== Records for the exercise ==
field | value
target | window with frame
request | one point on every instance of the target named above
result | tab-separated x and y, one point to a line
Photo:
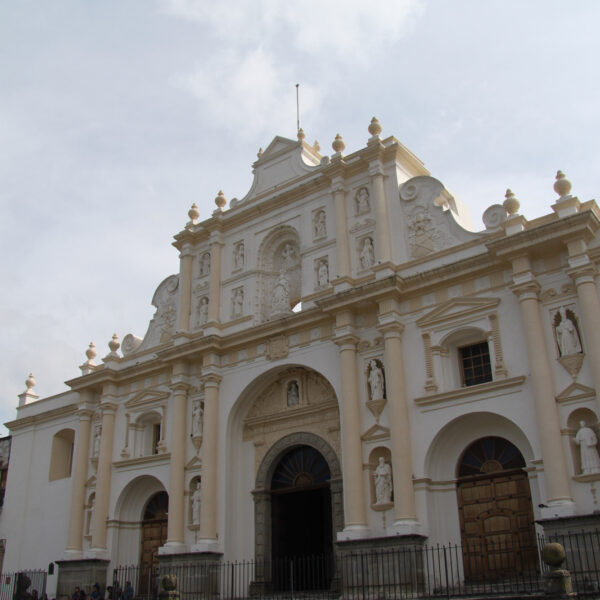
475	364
===
== Records for the exercise ==
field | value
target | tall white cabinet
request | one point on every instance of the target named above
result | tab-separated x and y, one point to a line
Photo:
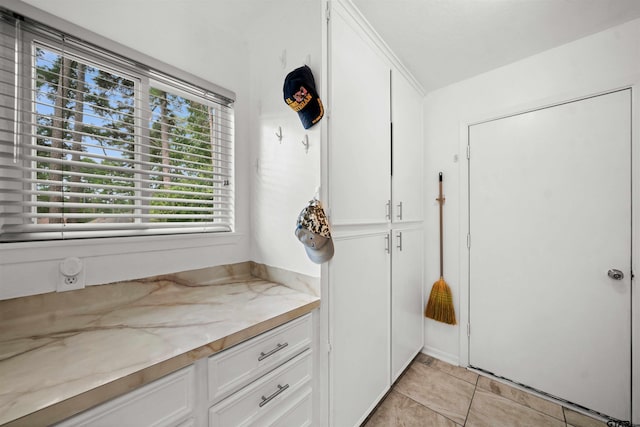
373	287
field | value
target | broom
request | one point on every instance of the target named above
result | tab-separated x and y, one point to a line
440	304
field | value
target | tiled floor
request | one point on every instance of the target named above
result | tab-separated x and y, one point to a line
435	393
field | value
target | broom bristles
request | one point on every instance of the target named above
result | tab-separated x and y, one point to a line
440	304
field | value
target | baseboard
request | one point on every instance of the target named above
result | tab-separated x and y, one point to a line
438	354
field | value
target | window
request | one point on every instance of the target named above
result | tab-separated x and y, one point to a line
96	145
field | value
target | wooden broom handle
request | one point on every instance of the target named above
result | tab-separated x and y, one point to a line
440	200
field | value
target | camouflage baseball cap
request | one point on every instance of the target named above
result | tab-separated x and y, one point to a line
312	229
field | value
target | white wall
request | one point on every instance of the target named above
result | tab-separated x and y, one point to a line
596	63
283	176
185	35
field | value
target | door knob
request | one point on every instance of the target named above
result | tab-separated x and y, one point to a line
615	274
===
• Your goal
Count the lines in the listing above that contain the string "broom", and reply with the number alone.

• Solution to this exercise
3